**DOCUMENT SECTION**
=-=-=-=-=

Thanks for that info! I remembered the original engine not being tapered, glad I was wrong! Perhaps I can build it without the need for parts from a later release and still get the finished model I was going for!


----------



## Shaw (Jan 9, 2005)

This is the final decal sheet layout I sent on to JT Graphics. I think this will help capture the feel of the original decals (and help avoid issues with painting windows).


_click to enlarge_​


----------



## John F (May 31, 2001)

Shaw said:


> Do you have images?


 
Here it is, sitting atop my computer, but I haven't decaled it yet



















and one with the lights on










And I just received this today.










the decals are yellowed and some parts are off the sprue
but it looks complete.


----------



## Shaw (Jan 9, 2005)

It looks like it is in great condition! And (of course) the amber nacelle domes are awesome. :thumbsup:



Unfortunately, when I went to check the bulbs in my kit, only one of the six that came with it was still functional after 45 years.








Which isn't a bad thing... I was considering replacing them with LEDs anyways.


----------



## Warped9 (Sep 12, 2003)

:thumbsup: Awesome, *Shaw*. Those pics take me way back to Christmas Eve of 1970. I loved that model. My imagination took flight the following Christmas Day when I put it together.

Did you fix the nacelle support assembly to the secondary hull?

=-=-=-=-=

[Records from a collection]
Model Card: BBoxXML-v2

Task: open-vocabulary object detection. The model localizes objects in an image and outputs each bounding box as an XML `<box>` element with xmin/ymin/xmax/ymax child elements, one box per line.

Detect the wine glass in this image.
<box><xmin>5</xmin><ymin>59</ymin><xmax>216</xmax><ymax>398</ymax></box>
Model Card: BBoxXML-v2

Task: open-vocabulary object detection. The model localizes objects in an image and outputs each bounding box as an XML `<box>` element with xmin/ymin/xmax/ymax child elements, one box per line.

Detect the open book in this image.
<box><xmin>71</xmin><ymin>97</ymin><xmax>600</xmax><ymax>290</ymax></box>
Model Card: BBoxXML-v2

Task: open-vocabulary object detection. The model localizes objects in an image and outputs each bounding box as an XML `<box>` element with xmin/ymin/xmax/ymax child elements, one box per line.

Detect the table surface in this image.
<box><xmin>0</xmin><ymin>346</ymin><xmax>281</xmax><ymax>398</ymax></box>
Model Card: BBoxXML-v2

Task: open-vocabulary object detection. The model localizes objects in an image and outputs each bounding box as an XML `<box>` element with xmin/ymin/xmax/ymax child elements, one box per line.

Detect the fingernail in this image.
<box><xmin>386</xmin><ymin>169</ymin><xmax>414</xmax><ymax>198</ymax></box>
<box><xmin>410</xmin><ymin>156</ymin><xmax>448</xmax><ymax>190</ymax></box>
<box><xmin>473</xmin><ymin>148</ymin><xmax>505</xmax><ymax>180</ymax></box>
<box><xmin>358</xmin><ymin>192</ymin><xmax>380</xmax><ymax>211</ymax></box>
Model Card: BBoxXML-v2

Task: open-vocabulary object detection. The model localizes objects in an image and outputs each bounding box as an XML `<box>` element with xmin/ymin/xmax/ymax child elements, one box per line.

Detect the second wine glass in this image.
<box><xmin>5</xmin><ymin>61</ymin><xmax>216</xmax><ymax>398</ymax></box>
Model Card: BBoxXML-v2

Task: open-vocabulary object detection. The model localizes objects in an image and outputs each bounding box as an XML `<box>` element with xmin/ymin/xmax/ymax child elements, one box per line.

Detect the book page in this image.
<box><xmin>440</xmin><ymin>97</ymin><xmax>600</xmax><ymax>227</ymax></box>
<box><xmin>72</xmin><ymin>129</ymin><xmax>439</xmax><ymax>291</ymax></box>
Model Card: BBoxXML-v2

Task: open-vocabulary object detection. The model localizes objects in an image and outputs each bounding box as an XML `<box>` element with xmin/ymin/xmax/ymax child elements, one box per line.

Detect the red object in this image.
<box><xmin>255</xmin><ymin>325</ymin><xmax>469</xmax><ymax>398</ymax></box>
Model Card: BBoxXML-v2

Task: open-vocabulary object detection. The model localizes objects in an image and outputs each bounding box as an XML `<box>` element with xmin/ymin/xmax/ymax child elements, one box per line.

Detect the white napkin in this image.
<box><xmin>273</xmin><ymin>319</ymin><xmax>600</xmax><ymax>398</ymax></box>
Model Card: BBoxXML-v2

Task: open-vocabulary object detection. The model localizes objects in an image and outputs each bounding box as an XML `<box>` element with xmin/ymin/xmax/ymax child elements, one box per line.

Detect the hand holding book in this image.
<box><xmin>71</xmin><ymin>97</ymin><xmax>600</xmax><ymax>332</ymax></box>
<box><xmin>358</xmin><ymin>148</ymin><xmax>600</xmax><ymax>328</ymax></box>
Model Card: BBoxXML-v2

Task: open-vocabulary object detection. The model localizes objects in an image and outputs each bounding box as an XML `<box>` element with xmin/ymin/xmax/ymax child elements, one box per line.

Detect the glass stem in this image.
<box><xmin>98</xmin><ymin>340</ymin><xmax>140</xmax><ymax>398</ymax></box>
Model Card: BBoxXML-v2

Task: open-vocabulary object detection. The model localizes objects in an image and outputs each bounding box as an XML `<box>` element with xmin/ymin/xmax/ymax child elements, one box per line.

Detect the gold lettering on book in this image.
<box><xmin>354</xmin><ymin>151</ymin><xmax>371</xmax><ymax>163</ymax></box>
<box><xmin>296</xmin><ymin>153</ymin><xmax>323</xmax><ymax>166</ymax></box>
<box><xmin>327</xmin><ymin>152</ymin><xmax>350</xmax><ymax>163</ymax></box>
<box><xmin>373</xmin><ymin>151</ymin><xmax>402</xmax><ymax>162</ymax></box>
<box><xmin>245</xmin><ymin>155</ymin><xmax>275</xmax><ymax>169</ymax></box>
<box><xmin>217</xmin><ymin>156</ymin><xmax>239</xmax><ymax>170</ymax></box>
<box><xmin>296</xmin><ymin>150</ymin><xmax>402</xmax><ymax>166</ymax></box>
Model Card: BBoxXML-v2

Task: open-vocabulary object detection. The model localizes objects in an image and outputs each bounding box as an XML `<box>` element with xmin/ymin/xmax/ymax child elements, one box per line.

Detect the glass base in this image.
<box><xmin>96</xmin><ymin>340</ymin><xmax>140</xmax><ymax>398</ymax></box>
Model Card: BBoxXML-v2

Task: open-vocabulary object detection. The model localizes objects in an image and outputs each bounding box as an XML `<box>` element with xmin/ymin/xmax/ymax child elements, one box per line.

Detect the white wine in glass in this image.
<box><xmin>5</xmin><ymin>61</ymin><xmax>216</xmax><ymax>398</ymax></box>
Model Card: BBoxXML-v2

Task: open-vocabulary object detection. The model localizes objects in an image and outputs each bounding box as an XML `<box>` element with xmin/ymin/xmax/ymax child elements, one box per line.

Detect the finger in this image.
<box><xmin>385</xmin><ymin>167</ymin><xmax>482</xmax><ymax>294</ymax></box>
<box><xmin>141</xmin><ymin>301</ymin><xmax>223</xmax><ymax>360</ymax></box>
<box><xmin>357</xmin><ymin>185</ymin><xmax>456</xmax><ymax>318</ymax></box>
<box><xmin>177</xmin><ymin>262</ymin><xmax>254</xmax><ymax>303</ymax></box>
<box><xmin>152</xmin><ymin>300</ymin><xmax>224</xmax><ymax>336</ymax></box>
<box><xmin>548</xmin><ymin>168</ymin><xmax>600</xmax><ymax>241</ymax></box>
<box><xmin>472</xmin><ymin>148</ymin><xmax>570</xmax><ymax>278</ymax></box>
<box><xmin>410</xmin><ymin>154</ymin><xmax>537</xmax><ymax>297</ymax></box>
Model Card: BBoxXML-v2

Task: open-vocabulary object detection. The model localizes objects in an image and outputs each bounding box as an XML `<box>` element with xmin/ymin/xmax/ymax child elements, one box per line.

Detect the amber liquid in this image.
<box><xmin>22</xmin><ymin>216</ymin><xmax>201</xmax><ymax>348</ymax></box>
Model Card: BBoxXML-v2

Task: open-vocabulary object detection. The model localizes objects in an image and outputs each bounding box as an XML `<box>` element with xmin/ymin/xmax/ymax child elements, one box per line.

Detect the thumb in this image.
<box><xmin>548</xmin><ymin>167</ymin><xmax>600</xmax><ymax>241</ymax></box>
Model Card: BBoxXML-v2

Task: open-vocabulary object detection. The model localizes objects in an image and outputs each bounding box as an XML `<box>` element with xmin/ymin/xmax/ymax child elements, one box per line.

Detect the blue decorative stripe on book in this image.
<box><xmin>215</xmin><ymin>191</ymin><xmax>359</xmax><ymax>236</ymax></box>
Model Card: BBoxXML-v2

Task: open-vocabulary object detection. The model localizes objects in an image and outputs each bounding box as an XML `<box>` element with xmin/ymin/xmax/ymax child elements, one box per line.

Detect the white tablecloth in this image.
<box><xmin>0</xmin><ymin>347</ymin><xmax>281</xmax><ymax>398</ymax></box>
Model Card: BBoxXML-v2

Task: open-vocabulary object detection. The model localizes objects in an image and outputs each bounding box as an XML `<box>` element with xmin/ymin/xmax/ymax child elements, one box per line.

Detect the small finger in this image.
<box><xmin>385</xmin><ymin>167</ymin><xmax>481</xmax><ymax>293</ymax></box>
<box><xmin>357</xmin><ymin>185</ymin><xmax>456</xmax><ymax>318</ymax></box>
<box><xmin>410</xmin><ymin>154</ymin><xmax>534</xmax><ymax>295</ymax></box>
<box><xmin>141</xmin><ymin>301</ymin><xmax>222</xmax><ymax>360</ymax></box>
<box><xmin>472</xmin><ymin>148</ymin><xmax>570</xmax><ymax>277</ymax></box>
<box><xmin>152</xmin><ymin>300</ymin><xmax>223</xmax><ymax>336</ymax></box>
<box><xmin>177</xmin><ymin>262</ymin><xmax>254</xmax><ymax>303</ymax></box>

=-=-=-=-=

**TASK OBJECTIVE**
Continue the forum thread about building and lighting the old model kit, picking up after the final question about fixing the nacelle support assembly to the secondary hull.

**WRITTEN ANSWER**
----------



## Shaw (Jan 9, 2005)

Yeah, those pics by *John F* are really something.

I haven't done anything beyond some test assemblies on mine. I most likely won't get started until I'm absolutely sure I've gotten all the data from the kit that I can for my plans. Plus I need some practice before I set in on this model.

The more I look at this stuff, the more I have to wonder why Round 2 hasn't considered a lit special edition with amber nacelle domes... or at least an accessory kit with those elements. They wouldn't need to do much more than what was included in the second AMT release. It seems like a better way to entice people than their _glow-in-the-dark_ release.


----------



## Shaw (Jan 9, 2005)

Because this is something that many people are facing, I wanted to put a little more effort into the nacelle alignment issue.

As I said earlier, the angle of the openings on the secondary hull were wrong on the long box model, which in turn forced the nacelles to appear to be druping. Fixing the angle of the opening should make it easier to align the nacelle center lines with the center line of the secondary hull.

This diagram was made from a surface rubbing of the original 1966 AMT Enterprise (at the correct scale at 150 dpi), showing the original opening and a corrected one (in red).


_Click to enlarge_​
When printed out at the right scale, the diagram could be laid on the surface of the part to be used as a guide for making the correction. This should be the least intrusive way to fix long box nacelle issues.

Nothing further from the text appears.